# Job A
According to the blog posts, what is the name of the DVD rental place near the writer's flat?
# Job B
Rewrite the blog posts starting at "Thursday, 16 September" and ending at "Madrid neighbourhood, Lavapies...", replacing "mat" with "doormat".

# Reading text
= = = = = = =

Showing posts with label Lavapies. Show all posts
Showing posts with label Lavapies. Show all posts

Thursday, 16 September 2010

I'm talking to you 3b

This mat made me laugh, it really could have been made for me. And as for 3b, there is no 3b, but these sentiments could apply to pretty much the entire population of my Madrid neighbourhood, Lavapies...
From the Onion Store

Friday, 25 June 2010

Spanish film night

Instead of watching the Spain-Chile World Cup match tonight I am sacreligiously considering giving it all up to curl up at home with a couple of DVDs. The reason? Yesterday I had a bit of an impromptu night out and let's just say I'm feeling a little worse for wear. What was meant to be quickly popping into the exhibition of a friend of a friend's comic drawings ended with a huge margarita in a bar whose name I can't rememember on c/Moratín. The excuse for such unsuitable behaviour on a school night is that I'm doing a guest post on someone else's blog on the best cocktails in Madrid and a friend had promised me the pisco sours in this unnamed bar were amazing. One problem, they had run out of pisco, so it's mexican cousin margarita had to stand in. More like kick in, I'm used to drinking margaritas in a martini-type glass, not from a bucket. Luckily my friends saw to it that I was home by 1a.m., but instead of sensibly going to bed I felt this was an appropriate time to watch an episode of desperate housewives and do a bit of writing. Anyway, it's now 3pm, I've just got home from work and needless to say the last thing I fancy is night of beer and football. Instead, I stopped by the fanastic cine de autor DVD rental place near my flat, Ficciones, and picked up a couple of Spanish films I've been meaning to see for ages: Isabel Coixet's Secret life of words and Almodovar's The bad education. I loved Coixet's My life without me (if you haven't seen it, please do, you will cry but in a good way) and I have to say 'Pedro' doesn't always float my boat so I'm hoping this movie will turn me round. I'll let you know :-)

= = = = = = =

# Recorded information
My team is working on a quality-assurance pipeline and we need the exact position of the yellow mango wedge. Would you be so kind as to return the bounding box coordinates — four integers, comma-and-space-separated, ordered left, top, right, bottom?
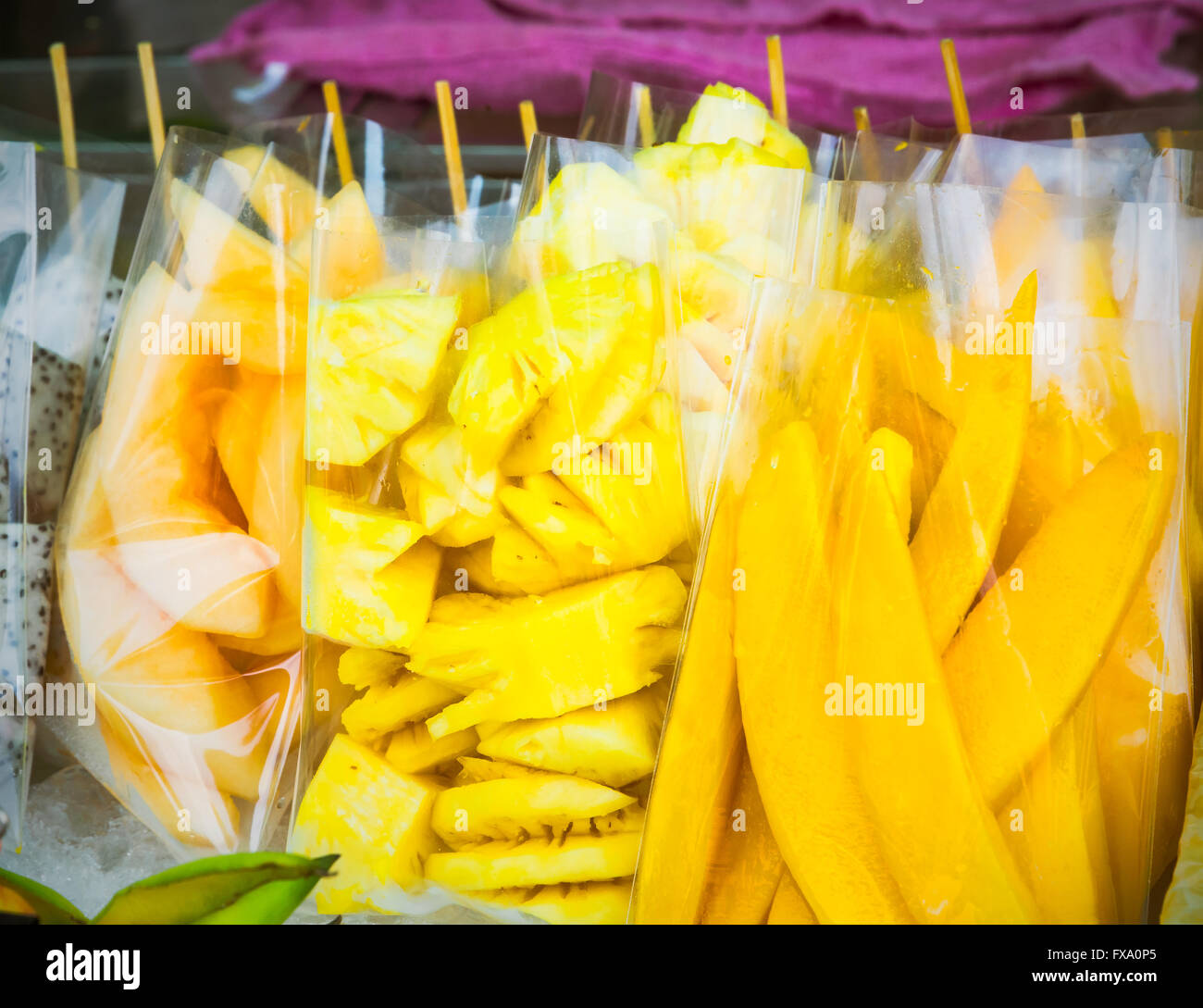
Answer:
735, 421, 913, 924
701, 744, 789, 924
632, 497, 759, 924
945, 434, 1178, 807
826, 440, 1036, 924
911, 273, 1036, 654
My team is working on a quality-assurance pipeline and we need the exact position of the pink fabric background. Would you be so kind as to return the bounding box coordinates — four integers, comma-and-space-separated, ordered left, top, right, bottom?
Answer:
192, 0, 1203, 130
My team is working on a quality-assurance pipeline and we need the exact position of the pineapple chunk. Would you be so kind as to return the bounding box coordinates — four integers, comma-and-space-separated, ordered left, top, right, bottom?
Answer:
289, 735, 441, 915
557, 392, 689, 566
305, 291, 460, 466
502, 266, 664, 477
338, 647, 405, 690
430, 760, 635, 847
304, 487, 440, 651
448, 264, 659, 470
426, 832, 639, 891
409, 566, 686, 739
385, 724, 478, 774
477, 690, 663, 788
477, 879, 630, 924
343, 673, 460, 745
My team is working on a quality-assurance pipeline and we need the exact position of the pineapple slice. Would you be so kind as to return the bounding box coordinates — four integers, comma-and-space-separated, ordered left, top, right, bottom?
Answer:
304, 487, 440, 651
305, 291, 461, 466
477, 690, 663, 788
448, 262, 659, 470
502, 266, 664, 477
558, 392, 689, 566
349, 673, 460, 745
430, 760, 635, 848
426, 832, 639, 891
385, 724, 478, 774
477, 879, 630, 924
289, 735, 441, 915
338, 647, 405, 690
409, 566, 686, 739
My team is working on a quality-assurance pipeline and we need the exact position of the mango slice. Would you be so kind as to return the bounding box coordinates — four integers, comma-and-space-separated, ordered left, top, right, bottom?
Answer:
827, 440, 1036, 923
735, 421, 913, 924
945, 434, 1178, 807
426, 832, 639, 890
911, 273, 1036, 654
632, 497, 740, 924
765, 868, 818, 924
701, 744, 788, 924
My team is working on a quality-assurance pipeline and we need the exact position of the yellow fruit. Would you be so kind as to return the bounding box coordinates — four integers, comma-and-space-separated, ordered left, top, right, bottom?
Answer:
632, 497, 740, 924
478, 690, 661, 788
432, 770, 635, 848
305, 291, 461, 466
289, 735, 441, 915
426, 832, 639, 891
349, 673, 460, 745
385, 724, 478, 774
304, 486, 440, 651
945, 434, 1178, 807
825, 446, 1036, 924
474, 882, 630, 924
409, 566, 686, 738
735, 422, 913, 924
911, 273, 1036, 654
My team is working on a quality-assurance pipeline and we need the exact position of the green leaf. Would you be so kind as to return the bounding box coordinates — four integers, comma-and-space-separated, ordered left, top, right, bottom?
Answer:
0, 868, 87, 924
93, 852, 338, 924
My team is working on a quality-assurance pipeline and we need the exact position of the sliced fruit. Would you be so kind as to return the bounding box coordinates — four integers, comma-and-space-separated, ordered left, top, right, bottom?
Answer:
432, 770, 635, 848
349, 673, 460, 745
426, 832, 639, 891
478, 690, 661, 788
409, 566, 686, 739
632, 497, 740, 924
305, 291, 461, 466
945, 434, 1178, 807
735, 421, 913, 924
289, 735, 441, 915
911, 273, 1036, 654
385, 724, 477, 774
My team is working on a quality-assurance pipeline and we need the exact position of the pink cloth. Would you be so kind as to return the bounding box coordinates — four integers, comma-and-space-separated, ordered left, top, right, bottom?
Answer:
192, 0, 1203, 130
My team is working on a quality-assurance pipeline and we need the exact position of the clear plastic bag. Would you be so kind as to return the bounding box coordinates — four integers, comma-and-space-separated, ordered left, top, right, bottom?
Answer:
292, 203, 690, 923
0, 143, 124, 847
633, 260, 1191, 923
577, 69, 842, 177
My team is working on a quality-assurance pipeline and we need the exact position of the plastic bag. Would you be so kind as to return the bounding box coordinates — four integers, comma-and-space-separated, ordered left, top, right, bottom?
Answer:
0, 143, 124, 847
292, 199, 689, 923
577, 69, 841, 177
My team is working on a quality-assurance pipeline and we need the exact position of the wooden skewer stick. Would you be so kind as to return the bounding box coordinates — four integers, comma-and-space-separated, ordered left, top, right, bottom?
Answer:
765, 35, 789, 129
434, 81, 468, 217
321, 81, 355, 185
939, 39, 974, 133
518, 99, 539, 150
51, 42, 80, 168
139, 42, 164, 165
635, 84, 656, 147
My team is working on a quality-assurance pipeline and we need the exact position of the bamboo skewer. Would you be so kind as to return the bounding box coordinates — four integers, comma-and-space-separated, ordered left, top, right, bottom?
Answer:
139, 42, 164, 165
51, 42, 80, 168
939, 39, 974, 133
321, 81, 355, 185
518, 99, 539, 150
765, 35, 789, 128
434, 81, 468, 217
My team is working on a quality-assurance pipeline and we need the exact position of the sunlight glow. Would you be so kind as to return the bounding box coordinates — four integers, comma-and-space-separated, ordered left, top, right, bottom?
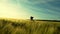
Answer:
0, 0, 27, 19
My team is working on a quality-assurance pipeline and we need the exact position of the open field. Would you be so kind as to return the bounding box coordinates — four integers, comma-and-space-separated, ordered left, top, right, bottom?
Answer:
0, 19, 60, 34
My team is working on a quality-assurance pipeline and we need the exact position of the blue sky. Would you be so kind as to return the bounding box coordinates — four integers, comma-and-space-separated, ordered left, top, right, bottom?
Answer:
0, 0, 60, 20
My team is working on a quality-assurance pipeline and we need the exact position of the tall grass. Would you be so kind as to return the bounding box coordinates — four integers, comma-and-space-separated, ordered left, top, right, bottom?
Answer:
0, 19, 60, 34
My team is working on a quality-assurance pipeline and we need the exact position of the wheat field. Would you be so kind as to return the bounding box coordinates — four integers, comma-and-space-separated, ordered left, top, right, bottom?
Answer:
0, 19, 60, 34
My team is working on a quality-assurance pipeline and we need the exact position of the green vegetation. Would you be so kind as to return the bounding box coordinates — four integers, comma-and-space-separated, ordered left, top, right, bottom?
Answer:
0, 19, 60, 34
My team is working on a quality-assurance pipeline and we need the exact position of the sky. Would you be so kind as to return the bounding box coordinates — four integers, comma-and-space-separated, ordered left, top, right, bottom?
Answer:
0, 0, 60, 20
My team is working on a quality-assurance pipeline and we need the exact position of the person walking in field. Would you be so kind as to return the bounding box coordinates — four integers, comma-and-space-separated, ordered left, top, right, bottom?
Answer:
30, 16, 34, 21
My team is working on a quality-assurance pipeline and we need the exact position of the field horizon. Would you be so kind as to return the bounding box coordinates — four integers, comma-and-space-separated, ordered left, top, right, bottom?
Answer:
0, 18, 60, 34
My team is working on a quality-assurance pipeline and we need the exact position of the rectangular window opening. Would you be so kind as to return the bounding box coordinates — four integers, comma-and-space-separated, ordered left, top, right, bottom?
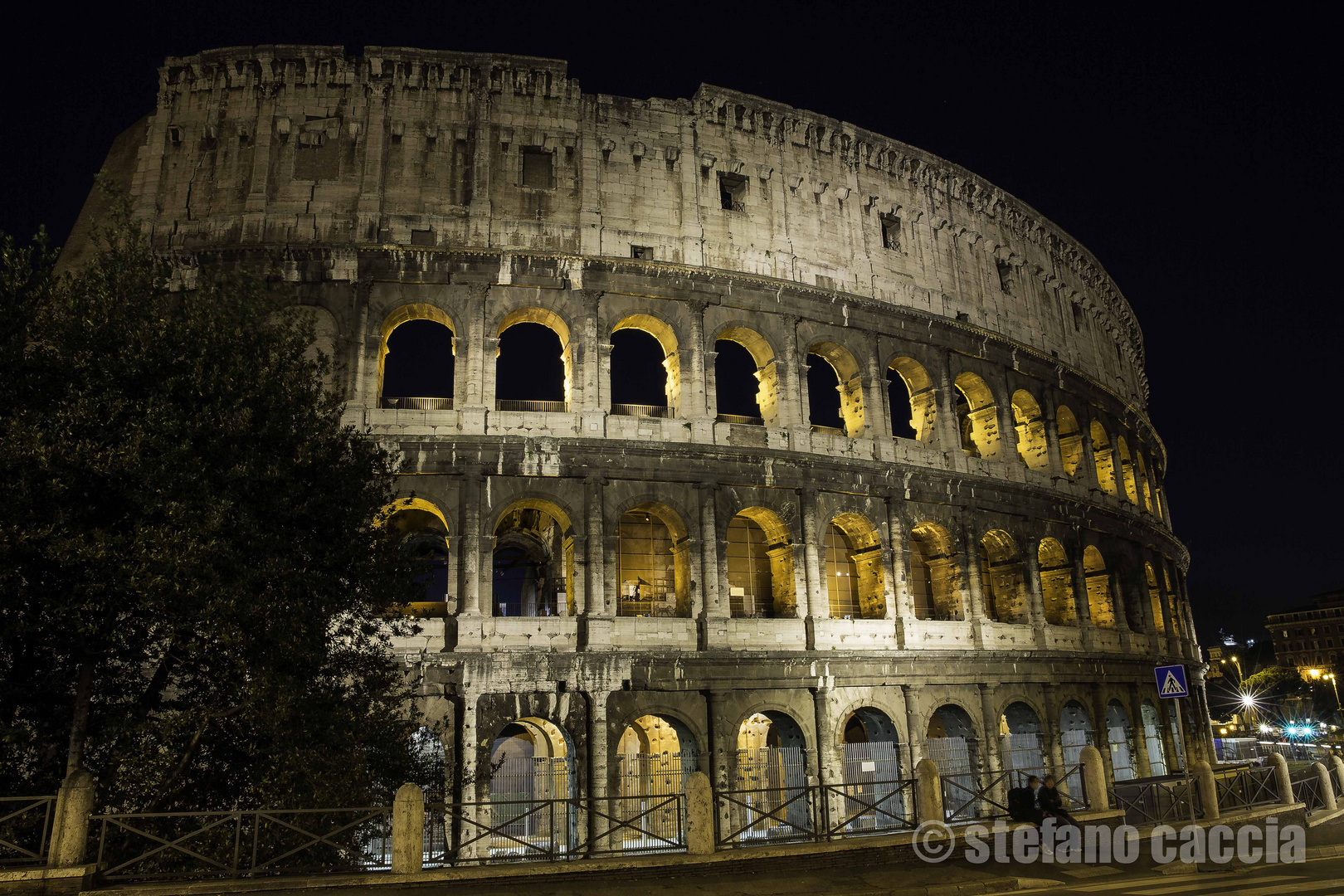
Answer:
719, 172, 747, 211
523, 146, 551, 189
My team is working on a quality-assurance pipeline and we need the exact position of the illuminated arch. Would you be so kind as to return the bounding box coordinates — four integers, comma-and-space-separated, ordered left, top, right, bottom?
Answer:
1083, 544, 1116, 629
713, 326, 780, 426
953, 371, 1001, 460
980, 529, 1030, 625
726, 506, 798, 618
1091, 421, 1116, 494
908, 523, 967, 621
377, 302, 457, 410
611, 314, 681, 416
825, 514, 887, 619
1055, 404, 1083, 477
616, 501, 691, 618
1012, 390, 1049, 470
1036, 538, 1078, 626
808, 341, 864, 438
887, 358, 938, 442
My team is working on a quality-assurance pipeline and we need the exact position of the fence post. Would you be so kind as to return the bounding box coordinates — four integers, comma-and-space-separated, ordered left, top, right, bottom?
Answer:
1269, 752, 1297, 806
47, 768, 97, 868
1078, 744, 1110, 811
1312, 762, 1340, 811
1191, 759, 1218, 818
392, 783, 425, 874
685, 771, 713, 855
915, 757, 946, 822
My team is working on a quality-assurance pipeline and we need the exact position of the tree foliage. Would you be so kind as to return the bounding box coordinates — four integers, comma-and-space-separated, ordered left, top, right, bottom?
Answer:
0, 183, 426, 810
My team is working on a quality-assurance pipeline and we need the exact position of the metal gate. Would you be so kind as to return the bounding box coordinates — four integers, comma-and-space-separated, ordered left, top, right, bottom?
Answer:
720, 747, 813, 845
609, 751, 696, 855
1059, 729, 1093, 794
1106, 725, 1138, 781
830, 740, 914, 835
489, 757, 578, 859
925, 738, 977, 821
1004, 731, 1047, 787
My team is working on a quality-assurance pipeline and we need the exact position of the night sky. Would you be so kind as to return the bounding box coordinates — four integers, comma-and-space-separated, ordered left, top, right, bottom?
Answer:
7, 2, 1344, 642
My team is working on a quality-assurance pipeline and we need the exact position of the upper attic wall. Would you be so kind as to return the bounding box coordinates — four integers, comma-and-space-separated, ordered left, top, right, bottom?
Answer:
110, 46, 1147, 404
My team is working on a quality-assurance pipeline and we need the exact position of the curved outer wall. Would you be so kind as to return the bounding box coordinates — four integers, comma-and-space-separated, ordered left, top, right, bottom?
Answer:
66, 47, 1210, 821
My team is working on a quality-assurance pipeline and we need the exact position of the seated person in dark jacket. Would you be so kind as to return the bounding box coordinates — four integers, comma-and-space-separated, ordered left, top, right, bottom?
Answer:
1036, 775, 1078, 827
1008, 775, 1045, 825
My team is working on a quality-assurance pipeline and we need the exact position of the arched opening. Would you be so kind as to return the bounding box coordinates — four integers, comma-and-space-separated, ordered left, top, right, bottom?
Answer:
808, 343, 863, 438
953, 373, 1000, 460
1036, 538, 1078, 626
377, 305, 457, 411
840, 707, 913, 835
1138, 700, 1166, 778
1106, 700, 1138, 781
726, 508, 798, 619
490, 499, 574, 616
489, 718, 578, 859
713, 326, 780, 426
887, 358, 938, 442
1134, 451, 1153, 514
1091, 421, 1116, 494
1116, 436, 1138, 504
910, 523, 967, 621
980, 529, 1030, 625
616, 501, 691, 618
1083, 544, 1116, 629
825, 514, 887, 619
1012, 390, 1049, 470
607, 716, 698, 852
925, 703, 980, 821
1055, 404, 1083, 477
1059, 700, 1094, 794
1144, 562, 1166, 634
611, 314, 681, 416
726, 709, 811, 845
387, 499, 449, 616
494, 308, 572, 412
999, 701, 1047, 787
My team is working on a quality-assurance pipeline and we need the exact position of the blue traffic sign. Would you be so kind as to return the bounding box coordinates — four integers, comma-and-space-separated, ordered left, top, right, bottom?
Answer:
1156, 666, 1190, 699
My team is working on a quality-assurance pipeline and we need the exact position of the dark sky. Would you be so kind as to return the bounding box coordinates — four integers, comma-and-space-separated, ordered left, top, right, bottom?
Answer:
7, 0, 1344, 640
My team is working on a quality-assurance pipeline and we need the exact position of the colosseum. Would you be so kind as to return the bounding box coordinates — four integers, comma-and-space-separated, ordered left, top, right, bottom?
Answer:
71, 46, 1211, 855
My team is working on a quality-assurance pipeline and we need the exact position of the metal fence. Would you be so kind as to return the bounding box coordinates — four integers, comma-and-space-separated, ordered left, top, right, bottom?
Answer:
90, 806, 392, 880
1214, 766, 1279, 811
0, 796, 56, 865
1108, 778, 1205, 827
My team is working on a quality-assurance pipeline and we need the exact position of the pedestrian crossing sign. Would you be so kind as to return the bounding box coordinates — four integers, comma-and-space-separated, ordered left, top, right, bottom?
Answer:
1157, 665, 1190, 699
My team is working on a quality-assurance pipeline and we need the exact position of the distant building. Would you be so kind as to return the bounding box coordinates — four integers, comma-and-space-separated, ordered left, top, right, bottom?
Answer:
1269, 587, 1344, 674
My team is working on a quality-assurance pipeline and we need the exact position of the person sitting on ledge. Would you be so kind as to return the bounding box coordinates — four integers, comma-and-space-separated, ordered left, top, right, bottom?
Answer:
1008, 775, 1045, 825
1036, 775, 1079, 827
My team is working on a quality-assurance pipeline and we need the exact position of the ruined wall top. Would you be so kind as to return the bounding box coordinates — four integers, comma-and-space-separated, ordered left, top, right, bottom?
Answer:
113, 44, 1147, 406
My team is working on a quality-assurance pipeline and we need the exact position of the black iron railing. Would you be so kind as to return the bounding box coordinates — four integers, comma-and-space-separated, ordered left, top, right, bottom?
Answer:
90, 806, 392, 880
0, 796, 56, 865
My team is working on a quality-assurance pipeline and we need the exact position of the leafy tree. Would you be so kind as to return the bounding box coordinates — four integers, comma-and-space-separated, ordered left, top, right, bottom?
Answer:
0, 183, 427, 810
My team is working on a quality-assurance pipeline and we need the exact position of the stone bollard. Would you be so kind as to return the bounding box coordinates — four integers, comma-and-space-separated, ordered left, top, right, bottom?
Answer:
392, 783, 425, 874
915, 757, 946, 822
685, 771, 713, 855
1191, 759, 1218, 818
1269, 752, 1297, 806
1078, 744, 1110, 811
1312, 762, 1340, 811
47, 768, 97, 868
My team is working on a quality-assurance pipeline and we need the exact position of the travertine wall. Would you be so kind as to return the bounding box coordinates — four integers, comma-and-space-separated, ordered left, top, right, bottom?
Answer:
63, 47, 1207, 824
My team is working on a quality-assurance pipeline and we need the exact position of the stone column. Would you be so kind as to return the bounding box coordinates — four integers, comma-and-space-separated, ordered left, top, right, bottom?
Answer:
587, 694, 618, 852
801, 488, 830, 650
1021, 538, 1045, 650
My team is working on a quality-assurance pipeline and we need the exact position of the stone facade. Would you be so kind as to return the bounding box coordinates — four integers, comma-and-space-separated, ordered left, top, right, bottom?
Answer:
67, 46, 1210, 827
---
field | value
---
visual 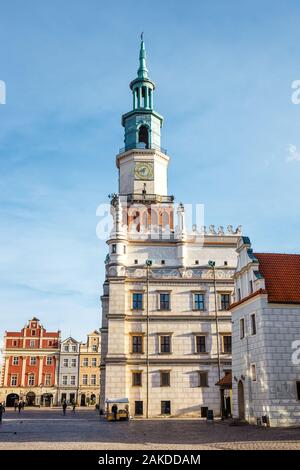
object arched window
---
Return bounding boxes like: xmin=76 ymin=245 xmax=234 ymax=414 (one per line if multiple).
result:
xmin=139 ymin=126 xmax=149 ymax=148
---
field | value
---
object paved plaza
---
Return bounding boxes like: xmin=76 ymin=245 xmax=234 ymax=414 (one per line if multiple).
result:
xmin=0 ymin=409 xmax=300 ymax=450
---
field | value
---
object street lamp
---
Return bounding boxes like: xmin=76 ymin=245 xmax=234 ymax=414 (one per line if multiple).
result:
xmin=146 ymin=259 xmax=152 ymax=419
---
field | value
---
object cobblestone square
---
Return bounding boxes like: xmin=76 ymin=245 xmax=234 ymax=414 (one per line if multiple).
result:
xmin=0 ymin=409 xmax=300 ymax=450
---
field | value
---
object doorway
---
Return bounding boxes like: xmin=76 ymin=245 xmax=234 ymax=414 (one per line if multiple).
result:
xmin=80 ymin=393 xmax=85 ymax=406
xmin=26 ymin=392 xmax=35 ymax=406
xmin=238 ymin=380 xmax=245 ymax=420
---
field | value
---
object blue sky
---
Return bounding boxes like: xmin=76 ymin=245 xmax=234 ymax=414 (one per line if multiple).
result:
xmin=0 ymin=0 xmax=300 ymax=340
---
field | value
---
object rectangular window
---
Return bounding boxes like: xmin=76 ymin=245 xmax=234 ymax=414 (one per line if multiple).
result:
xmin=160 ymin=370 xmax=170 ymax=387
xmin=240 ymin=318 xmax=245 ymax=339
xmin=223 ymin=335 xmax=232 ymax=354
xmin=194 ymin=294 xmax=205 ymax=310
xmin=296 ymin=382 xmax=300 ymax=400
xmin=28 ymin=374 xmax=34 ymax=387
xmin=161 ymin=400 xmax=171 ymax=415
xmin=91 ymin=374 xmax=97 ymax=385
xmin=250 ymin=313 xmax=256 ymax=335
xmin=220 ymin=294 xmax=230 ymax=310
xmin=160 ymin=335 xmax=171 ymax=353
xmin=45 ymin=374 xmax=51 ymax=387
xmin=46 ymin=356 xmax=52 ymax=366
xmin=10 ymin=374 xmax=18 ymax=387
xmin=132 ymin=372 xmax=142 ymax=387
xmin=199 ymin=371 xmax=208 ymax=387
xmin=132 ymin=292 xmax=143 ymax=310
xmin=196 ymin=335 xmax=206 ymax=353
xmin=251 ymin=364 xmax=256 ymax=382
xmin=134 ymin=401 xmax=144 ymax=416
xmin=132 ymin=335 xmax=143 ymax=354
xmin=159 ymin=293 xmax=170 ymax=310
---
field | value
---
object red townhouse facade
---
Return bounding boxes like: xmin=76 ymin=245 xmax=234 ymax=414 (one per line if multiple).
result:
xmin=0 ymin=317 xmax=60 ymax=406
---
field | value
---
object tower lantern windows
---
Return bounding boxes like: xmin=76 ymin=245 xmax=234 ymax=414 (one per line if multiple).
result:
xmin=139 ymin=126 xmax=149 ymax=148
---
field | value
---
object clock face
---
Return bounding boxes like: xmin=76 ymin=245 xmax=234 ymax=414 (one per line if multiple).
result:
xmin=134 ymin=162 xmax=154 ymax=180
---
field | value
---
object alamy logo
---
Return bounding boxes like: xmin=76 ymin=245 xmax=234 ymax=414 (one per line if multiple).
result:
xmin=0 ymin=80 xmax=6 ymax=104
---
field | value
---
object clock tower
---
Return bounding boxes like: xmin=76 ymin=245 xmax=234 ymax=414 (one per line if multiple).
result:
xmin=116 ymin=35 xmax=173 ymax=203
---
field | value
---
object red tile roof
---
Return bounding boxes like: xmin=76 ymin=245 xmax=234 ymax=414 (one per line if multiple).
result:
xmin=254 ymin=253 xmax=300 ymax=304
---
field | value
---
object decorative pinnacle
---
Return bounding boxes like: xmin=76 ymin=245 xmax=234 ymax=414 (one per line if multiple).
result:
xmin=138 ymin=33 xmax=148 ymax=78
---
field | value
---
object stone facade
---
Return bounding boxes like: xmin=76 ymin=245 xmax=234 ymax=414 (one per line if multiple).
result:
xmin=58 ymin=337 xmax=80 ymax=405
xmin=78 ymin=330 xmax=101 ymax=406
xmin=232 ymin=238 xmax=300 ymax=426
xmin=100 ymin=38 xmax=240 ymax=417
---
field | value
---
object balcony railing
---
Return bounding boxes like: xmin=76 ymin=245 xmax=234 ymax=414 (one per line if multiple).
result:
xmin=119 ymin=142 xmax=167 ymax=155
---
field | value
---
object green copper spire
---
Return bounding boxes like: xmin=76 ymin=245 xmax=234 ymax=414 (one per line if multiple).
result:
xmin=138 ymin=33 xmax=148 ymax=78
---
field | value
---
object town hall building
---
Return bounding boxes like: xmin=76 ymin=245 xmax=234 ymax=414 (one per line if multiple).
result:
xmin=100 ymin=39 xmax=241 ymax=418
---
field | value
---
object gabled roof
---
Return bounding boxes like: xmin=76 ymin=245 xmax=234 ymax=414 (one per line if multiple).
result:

= = = = = = =

# Right answer A
Ficciones

# Right answer B
Thursday, 16 September 2010

I'm talking to you 3b

This doormat made me laugh, it really could have been made for me. And as for 3b, there is no 3b, but these sentiments could apply to pretty much the entire population of my Madrid neighbourhood, Lavapies...